• **Given task A**: Report how many lines of the records contain the string "pole", with case counting. Give only the number.

• **Passage to read**:

▬▬▬

# [SOLVED] SM Bus Controller Help



## ariinya (Mar 13, 2007)

I noticed that the music (and only the music... the sound works fine) was just gone in some of my games, and I went to the device manager, and under "Other Devices" I have a question mark/exclamation point and SM Bus Controller. When I try to restart my computer, it always looks for the hardware, but can't find it..

I don't know what info on my computer you need to help me... I have an Alienware with an Intel Core 2 Quad CPU, Q6600. I tried calling Alienware for tech support, but my warranty had run out, and, well... here I am! Is the SM Bus thing related to my sound issues?


----------



## makinu1der2 (Jan 1, 2008)

*Re: SM Bus Controller Help*

Hello

Post the model number of the computer.

You need to install the Chipset Driver to get rid of the SM Bus Controller error.

Go to the Alienware website and see if you can download the Chipset Driver for your model.


----------



## ariinya (Mar 13, 2007)

*Re: SM Bus Controller Help*

Sorry, I don't know the model number... it says CustomPC. Is there a place I could find the model number? That's what I find by right clicking the My Computer icon.


----------



## makinu1der2 (Jan 1, 2008)

*Re: SM Bus Controller Help*

Look on case maybe for model number.

Download and run Everest and post details.


----------



## ariinya (Mar 13, 2007)

▬▬▬

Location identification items
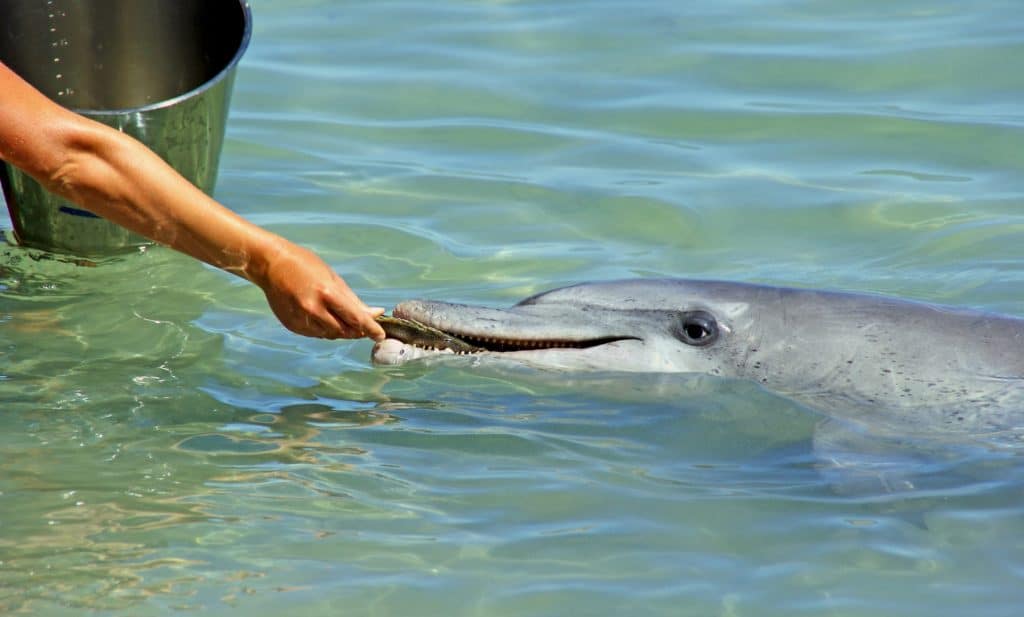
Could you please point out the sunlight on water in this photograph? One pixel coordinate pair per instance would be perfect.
(168, 447)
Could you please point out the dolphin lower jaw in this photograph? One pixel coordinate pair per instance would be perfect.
(472, 329)
(596, 357)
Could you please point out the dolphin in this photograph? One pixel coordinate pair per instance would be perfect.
(880, 361)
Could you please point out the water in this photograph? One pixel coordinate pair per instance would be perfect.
(169, 448)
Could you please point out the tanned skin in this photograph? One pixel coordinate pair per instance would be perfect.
(117, 177)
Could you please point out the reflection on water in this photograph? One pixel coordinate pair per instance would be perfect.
(167, 446)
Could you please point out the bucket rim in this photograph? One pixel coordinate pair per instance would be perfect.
(207, 85)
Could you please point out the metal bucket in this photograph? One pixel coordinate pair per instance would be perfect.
(161, 71)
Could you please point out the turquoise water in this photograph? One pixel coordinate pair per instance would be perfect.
(167, 447)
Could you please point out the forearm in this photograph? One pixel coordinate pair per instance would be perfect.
(120, 179)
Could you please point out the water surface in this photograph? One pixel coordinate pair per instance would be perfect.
(167, 447)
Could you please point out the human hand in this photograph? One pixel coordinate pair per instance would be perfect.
(309, 298)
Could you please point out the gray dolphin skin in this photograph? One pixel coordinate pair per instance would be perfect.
(854, 355)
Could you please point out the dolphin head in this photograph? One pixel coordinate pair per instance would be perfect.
(635, 325)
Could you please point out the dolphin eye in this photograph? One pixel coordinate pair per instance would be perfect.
(697, 328)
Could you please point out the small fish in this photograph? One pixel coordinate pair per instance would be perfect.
(419, 335)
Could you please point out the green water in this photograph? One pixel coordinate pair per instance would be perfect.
(167, 448)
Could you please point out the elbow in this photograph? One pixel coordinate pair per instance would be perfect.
(79, 168)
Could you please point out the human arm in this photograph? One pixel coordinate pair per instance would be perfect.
(120, 179)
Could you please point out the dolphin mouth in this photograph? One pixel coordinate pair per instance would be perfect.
(461, 329)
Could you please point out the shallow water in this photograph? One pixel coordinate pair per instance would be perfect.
(168, 447)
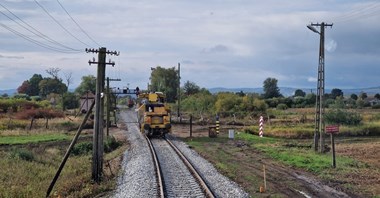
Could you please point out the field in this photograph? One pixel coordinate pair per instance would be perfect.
(291, 164)
(30, 159)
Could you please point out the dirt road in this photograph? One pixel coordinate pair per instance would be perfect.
(281, 180)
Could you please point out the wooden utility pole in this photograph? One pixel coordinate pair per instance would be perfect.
(179, 92)
(319, 106)
(109, 104)
(73, 142)
(98, 148)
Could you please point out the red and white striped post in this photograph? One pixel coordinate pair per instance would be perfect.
(261, 126)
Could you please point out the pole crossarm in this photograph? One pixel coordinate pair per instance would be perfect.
(320, 24)
(319, 105)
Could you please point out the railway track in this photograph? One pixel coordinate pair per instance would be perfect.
(172, 178)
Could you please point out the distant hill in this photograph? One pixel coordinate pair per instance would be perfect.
(10, 92)
(289, 91)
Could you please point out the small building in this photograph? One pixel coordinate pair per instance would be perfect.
(374, 102)
(85, 101)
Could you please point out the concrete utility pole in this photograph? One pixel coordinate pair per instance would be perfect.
(98, 148)
(319, 107)
(109, 104)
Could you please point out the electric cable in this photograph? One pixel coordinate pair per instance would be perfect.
(35, 31)
(56, 21)
(35, 41)
(84, 32)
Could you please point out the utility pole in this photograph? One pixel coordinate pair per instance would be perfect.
(319, 106)
(109, 104)
(98, 148)
(179, 92)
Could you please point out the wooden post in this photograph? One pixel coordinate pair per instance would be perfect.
(69, 150)
(333, 150)
(108, 107)
(191, 125)
(98, 147)
(97, 151)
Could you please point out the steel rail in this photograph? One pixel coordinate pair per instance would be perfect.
(193, 171)
(157, 168)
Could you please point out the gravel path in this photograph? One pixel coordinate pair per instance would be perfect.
(178, 180)
(219, 184)
(138, 177)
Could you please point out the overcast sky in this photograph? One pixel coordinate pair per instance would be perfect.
(219, 43)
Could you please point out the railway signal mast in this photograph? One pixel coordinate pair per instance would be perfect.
(319, 107)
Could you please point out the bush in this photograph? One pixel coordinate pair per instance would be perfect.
(22, 154)
(82, 148)
(111, 144)
(344, 117)
(282, 106)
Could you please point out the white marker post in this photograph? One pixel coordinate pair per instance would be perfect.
(261, 126)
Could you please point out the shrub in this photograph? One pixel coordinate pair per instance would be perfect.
(22, 154)
(111, 144)
(344, 117)
(282, 106)
(82, 148)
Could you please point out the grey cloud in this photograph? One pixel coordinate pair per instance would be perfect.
(216, 49)
(12, 57)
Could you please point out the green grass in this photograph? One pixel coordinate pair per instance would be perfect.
(299, 157)
(26, 139)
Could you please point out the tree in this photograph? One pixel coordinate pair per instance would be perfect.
(377, 96)
(34, 82)
(240, 93)
(354, 96)
(88, 84)
(31, 86)
(50, 85)
(53, 71)
(363, 95)
(190, 88)
(69, 78)
(166, 81)
(24, 88)
(299, 92)
(70, 101)
(270, 88)
(336, 93)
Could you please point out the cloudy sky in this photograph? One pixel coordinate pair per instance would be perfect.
(219, 43)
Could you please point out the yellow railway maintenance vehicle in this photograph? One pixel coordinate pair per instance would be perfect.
(154, 114)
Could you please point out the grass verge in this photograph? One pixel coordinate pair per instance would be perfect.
(33, 138)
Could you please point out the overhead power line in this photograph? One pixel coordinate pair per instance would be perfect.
(370, 10)
(84, 32)
(35, 41)
(56, 21)
(34, 31)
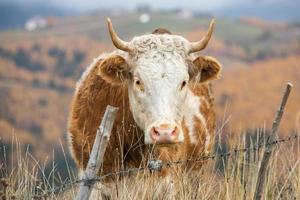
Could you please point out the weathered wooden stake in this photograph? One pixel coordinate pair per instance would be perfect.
(268, 148)
(96, 156)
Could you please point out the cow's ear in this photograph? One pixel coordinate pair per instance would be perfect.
(204, 68)
(114, 70)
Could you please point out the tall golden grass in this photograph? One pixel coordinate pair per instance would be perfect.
(27, 178)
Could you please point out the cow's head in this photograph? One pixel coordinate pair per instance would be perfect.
(158, 70)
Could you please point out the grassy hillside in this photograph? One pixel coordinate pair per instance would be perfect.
(39, 69)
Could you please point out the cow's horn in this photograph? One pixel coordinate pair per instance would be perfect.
(120, 44)
(198, 46)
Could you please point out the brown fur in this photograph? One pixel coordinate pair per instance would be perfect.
(126, 147)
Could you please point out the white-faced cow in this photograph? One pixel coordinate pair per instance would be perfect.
(163, 92)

▬▬▬

• **Given task B**:
Answer these questions using the SM Bus Controller thread above:
(i) What CPU does the original poster's Alienware computer have?
(ii) Which driver must be installed to get rid of the SM Bus Controller error?
(iii) What does the original poster see instead of a model number when right-clicking the My Computer icon?

• **Correct output A**: 4

• **Correct output B**:
(i) An Intel Core 2 Quad CPU, Q6600.
(ii) The Chipset Driver.
(iii) CustomPC.